TASK DETAILS – Pull out every line of the data below that contains the word "glowing", matching case exactly.

DATASET CONTENT –
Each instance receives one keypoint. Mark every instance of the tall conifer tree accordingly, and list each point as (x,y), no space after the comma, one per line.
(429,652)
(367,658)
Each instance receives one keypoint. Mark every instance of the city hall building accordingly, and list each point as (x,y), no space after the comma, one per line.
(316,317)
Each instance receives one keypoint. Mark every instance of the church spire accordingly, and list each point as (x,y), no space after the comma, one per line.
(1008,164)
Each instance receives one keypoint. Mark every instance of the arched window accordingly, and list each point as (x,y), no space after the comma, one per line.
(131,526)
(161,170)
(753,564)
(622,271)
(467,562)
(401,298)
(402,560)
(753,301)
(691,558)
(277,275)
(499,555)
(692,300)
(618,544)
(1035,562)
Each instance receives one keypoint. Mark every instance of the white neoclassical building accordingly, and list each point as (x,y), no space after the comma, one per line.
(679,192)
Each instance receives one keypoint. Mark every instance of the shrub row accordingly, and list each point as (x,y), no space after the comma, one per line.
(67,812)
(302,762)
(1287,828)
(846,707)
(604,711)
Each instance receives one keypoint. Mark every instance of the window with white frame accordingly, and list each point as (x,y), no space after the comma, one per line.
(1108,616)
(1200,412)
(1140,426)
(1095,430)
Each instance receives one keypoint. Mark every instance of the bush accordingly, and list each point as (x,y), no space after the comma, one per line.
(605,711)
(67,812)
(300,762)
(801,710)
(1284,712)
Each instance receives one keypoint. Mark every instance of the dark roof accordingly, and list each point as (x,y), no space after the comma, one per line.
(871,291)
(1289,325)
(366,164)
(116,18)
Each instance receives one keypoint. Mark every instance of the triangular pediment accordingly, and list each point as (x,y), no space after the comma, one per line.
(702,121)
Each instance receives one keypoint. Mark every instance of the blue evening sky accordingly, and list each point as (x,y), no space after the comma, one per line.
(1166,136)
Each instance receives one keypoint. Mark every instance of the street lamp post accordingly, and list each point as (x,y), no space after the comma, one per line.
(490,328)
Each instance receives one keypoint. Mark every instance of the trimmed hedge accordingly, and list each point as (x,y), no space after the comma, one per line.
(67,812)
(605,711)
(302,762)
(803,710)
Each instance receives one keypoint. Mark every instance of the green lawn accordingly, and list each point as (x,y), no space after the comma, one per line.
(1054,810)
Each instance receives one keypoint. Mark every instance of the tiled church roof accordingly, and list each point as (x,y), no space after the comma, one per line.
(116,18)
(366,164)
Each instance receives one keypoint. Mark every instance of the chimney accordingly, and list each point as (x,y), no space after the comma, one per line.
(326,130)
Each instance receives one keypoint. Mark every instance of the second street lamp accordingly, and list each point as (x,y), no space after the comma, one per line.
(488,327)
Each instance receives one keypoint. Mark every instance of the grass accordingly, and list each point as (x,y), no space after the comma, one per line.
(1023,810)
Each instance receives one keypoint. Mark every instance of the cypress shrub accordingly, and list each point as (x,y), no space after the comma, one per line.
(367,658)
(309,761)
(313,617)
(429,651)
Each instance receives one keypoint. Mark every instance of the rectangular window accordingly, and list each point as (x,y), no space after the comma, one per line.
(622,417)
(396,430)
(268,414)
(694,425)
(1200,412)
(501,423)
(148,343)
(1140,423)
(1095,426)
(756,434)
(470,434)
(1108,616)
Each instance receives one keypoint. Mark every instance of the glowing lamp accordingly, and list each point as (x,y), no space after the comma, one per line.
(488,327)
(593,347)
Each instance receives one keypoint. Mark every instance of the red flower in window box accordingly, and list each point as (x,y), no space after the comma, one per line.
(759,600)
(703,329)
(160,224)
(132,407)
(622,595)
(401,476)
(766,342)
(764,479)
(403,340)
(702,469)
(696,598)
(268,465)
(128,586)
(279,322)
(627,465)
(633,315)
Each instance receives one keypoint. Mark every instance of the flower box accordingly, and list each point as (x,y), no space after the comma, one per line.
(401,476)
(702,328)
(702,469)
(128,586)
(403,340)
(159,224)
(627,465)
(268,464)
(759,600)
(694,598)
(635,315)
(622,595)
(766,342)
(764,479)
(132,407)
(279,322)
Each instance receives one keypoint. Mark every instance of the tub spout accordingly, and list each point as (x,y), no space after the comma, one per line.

--

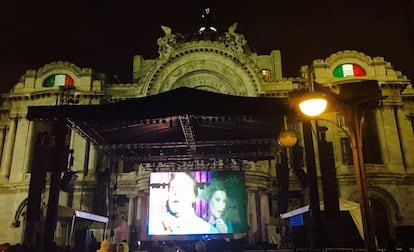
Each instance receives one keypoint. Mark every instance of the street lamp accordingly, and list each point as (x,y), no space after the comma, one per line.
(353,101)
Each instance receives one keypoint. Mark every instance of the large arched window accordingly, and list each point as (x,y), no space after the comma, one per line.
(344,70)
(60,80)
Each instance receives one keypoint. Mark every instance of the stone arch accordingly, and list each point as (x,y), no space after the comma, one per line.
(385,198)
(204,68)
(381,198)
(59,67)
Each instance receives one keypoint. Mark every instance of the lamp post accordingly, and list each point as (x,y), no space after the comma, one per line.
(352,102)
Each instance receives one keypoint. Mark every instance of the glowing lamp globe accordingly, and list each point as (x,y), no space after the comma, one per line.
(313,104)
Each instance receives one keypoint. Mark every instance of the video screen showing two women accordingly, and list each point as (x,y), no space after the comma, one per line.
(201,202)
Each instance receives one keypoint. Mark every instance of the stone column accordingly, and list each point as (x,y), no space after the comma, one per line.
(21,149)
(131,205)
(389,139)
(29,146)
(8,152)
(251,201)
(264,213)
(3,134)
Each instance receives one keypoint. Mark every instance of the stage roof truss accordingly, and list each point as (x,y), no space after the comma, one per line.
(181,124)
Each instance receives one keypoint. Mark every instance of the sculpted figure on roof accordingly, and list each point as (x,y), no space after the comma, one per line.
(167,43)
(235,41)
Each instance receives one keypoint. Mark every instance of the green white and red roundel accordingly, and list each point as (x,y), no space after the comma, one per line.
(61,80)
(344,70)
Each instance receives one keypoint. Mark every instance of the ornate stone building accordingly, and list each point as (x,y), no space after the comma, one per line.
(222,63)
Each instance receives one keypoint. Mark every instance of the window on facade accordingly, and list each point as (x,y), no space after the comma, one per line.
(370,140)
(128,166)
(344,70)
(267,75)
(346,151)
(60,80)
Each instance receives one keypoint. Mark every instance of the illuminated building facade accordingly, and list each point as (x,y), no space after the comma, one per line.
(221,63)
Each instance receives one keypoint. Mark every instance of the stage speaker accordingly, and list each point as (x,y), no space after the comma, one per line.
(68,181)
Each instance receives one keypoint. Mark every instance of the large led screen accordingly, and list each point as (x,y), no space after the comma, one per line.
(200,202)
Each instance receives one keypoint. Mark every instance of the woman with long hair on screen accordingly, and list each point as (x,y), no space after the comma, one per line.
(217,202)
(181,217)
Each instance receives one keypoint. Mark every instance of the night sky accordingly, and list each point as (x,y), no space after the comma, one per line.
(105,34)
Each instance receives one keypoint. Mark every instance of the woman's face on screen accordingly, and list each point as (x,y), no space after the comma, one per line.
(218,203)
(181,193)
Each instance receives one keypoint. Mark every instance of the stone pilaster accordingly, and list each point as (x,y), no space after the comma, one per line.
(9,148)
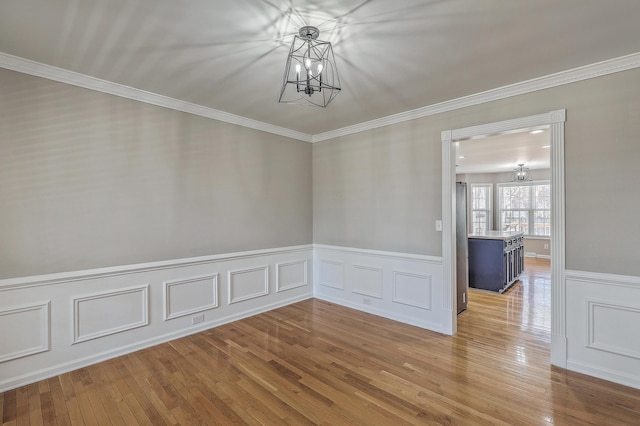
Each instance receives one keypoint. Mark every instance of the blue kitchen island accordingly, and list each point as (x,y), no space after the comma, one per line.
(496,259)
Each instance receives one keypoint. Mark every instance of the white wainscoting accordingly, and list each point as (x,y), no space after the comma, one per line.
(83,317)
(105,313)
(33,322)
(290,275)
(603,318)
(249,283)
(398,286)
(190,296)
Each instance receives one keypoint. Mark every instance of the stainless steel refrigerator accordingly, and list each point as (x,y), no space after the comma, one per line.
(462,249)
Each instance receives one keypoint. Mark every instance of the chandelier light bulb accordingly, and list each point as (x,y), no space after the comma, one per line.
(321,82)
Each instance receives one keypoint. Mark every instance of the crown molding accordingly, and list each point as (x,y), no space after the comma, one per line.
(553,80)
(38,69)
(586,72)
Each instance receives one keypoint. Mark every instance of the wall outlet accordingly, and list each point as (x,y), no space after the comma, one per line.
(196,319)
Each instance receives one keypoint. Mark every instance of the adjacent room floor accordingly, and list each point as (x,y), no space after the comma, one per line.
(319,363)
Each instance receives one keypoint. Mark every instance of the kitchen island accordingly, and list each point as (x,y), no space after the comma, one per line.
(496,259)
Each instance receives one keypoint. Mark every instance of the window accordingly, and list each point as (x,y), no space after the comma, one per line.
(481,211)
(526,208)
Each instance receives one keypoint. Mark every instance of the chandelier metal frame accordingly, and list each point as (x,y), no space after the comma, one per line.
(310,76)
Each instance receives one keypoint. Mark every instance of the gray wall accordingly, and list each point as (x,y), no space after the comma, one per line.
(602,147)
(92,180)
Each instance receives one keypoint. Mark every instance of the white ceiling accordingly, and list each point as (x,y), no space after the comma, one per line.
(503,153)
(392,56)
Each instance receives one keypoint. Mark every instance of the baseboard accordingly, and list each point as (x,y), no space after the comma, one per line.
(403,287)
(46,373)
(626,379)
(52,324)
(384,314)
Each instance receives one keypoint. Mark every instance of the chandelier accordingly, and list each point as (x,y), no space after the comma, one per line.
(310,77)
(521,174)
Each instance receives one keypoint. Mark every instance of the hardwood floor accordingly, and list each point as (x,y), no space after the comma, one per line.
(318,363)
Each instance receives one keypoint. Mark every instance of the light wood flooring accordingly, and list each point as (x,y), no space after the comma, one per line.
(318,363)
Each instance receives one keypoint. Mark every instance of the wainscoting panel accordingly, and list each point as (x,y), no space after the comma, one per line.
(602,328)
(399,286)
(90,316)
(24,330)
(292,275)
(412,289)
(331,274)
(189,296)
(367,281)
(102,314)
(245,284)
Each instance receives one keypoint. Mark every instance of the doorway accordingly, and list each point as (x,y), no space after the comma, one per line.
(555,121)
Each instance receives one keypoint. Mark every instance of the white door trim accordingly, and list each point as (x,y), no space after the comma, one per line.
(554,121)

RESULT BELOW –
Each instance receives one keypoint. Mark every instance of the glowing lamp accordingly, and list each point as (x,y), no space after the comma, one per line.
Each instance receives one keypoint. Mark every instance of the glowing lamp globe accordingly, and list each point as (x,y), no space after the comma, one per line.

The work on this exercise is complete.